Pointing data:
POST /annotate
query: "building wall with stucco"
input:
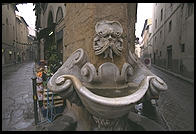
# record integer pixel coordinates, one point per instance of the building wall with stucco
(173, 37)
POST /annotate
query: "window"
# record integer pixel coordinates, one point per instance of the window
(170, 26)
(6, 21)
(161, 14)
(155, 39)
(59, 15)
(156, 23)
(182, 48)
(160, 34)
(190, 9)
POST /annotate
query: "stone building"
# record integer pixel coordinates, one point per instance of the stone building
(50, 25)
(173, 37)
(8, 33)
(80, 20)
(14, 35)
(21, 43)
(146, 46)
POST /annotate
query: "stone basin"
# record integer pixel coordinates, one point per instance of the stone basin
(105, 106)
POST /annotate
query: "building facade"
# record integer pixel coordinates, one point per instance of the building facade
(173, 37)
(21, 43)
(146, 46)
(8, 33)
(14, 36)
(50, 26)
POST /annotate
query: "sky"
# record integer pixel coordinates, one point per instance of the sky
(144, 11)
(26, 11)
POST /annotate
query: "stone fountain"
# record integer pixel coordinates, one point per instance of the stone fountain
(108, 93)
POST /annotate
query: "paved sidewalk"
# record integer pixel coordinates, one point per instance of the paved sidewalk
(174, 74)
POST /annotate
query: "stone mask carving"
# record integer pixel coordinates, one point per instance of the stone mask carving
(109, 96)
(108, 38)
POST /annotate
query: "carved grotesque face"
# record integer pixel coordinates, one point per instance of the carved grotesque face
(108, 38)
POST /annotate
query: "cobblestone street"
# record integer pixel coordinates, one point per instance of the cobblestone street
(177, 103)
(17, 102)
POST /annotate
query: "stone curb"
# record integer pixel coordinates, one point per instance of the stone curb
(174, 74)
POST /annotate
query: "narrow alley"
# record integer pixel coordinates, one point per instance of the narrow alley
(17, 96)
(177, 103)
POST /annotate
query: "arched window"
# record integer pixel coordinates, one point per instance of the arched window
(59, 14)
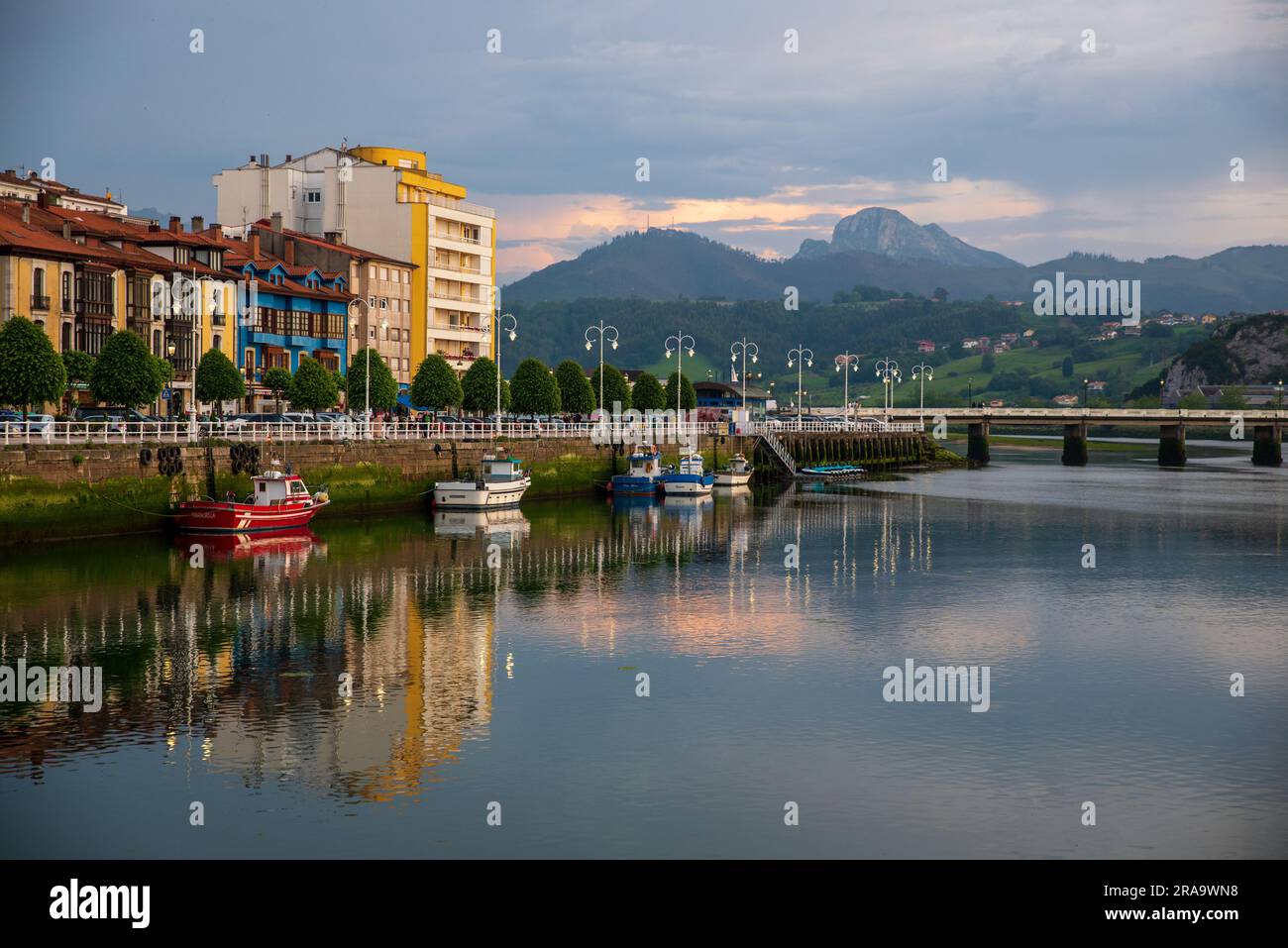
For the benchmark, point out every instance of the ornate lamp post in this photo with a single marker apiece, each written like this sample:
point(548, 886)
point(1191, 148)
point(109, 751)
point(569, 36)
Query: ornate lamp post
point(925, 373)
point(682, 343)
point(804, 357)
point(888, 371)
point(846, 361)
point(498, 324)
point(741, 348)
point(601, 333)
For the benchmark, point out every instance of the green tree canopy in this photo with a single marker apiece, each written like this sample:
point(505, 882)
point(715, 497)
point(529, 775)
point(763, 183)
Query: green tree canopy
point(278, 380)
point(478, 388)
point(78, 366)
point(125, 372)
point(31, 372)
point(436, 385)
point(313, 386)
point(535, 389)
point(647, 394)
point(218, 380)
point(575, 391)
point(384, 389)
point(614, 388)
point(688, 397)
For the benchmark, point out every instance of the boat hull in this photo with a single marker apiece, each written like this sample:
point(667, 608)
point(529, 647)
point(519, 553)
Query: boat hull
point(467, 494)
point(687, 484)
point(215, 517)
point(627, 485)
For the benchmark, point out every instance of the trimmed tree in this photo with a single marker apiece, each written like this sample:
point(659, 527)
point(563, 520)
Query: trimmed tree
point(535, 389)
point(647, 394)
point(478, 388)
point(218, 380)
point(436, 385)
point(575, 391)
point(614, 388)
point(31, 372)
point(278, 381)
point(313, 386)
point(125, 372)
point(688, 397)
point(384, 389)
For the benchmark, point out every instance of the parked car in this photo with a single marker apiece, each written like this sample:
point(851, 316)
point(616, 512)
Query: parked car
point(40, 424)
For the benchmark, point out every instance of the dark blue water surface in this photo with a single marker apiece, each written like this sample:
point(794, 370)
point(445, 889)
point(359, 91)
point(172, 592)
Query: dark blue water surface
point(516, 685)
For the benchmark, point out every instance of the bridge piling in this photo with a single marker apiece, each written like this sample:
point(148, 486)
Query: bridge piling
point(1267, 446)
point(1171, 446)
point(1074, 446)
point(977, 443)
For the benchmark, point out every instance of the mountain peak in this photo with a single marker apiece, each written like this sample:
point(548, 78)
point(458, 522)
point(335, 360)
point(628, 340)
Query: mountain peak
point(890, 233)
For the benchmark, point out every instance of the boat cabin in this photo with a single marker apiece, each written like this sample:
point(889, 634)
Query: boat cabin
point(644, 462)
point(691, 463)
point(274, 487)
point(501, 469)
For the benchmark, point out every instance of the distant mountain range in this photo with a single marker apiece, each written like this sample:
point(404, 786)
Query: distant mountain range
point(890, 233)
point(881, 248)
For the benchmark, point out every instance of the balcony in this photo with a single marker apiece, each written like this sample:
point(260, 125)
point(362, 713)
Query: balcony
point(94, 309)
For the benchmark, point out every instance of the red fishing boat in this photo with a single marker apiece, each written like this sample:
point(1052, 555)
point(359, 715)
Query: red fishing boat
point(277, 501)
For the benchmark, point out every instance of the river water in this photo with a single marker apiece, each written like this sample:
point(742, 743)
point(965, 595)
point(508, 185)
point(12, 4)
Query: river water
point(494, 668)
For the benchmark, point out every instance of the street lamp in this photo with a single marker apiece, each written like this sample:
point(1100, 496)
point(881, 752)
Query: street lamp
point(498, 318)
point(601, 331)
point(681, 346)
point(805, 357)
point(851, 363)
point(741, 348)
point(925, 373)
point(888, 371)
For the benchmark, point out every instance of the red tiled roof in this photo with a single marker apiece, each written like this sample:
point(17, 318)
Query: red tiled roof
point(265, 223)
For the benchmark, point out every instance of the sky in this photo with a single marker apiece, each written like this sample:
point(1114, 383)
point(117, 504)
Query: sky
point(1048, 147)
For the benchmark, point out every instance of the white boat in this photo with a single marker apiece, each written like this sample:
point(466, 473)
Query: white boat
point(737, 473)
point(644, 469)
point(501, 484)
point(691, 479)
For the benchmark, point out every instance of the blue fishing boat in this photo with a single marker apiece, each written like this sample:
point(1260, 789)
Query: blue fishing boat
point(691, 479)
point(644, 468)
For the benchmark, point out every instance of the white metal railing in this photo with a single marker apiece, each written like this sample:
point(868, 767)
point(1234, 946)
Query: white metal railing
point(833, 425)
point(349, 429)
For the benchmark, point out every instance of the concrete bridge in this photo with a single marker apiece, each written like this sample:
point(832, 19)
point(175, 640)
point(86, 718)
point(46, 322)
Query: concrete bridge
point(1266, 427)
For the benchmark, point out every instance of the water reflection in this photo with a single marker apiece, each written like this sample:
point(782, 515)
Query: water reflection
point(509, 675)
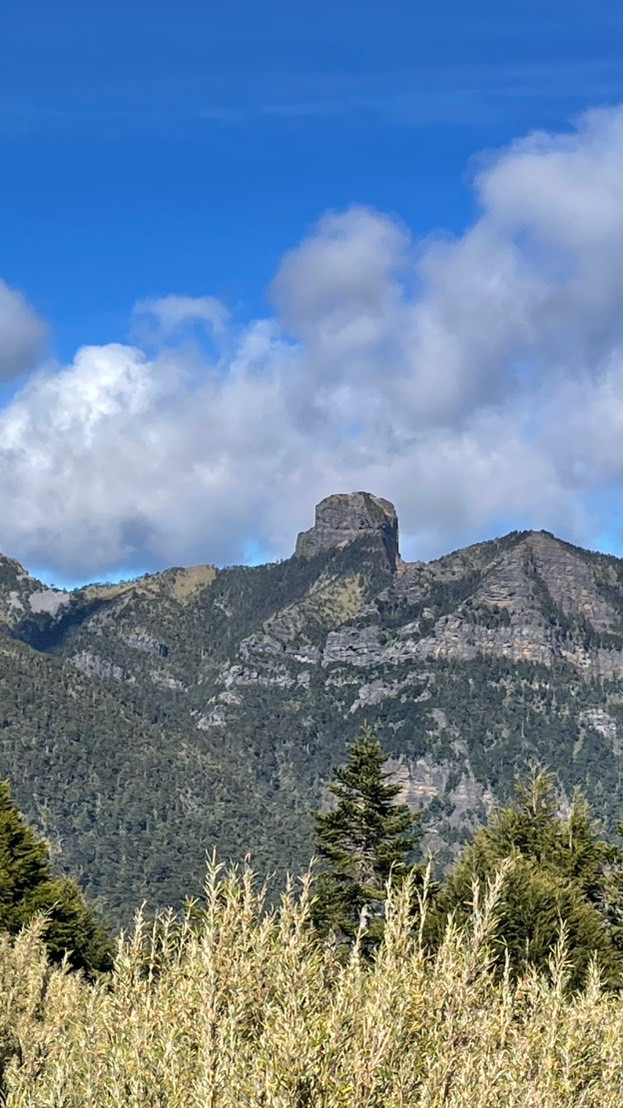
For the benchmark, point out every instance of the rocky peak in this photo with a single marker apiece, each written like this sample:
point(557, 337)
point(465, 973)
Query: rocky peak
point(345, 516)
--
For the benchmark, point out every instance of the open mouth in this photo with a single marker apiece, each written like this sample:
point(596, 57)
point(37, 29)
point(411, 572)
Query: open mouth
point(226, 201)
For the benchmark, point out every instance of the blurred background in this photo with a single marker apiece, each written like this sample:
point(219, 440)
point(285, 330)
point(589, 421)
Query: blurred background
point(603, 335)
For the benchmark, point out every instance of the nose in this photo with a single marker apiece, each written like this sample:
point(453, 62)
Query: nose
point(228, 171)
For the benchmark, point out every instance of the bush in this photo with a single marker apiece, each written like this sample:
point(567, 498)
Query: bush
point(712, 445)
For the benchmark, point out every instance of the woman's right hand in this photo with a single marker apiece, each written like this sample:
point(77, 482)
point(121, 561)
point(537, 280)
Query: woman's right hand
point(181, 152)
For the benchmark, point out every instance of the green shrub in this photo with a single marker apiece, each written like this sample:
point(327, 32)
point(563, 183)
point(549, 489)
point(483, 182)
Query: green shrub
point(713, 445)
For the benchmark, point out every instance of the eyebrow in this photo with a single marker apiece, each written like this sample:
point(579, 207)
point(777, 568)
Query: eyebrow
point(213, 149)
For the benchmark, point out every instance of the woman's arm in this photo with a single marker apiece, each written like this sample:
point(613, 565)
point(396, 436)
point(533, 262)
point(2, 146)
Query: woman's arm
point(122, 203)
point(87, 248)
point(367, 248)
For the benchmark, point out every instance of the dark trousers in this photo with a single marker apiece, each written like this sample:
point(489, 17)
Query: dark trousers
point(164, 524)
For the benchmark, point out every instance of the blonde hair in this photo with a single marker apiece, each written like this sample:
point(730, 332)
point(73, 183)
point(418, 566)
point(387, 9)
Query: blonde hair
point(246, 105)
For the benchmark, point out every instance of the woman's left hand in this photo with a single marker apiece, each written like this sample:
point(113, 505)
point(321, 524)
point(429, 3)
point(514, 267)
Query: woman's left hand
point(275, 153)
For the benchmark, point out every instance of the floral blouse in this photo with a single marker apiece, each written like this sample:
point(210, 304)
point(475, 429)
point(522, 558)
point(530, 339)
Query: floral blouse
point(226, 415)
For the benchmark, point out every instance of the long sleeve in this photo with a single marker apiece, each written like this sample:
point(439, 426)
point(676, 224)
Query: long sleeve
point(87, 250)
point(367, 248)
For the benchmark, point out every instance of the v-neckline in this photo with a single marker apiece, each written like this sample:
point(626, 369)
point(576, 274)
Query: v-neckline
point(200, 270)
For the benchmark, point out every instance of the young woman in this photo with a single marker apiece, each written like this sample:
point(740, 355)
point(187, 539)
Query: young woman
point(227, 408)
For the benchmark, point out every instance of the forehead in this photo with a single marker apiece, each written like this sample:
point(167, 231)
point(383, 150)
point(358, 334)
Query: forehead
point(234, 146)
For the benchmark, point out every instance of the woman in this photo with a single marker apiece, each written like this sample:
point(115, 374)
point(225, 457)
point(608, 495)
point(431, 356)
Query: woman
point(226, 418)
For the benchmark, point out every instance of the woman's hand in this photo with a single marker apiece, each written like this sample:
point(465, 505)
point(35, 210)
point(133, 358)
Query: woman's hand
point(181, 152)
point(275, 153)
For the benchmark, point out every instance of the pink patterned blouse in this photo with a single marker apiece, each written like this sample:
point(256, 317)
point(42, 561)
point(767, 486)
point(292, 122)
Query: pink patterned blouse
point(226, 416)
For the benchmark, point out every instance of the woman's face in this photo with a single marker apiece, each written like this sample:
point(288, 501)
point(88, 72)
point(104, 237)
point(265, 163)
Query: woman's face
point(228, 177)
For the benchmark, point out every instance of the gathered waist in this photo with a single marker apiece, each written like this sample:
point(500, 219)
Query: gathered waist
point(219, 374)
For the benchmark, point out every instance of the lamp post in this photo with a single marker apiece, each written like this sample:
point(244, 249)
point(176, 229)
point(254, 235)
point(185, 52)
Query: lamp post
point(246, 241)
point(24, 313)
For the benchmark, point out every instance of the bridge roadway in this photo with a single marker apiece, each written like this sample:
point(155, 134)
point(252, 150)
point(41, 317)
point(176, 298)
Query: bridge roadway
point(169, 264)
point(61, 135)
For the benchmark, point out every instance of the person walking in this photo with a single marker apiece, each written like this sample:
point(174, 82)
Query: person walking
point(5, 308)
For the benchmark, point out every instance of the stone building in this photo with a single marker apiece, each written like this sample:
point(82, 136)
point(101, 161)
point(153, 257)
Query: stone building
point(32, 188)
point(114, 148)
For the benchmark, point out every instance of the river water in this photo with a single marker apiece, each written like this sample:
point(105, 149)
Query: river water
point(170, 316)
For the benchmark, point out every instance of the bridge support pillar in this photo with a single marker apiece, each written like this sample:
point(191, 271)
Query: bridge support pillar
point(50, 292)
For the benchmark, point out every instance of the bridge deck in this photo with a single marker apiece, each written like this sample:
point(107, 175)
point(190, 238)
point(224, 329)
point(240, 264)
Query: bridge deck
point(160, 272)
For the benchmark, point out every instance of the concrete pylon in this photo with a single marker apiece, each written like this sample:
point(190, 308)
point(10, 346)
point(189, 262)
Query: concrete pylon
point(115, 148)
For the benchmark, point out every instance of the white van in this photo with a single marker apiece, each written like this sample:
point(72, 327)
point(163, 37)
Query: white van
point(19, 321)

**DIRECTIONS**
Give back only the part of the data that opens with the line containing "For the benchmark, point out every instance of the distant" and closes with the line containing "point(265, 223)". In it, switch "marker" to "dot" and keep everything else the same.

**EXPECTED ANSWER**
For the benchmark, point out every instance of the distant mountain range in this photo with a single dot apiece, each written like this sample:
point(404, 786)
Query: distant mountain range
point(890, 233)
point(881, 248)
For the benchmark, point out every instance of the balcony in this photo with a single dot apiece, each written like this sample:
point(260, 125)
point(362, 713)
Query: balcony
point(94, 309)
For the benchmark, point out every instance of the red fishing boat in this photo with a single dot apiece, each written like this sample:
point(1052, 555)
point(359, 715)
Query: red fishing boat
point(277, 501)
For the benchmark, point out every instance of the river water in this photo with a single dot apiece, each written like this sample:
point(742, 743)
point(965, 595)
point(508, 185)
point(12, 4)
Query: river water
point(494, 668)
For the benchmark, point out every instance of the street lamp in this photo with a single dot apiece, each written like this sample:
point(1100, 496)
point(881, 752)
Query: street lamp
point(498, 318)
point(601, 331)
point(681, 346)
point(805, 357)
point(851, 363)
point(741, 348)
point(925, 373)
point(888, 371)
For the benchmark, point out every instance of the red tiled roof in this photo with a single dot apiece, each written like this sample:
point(17, 318)
Query: red tiled roof
point(265, 223)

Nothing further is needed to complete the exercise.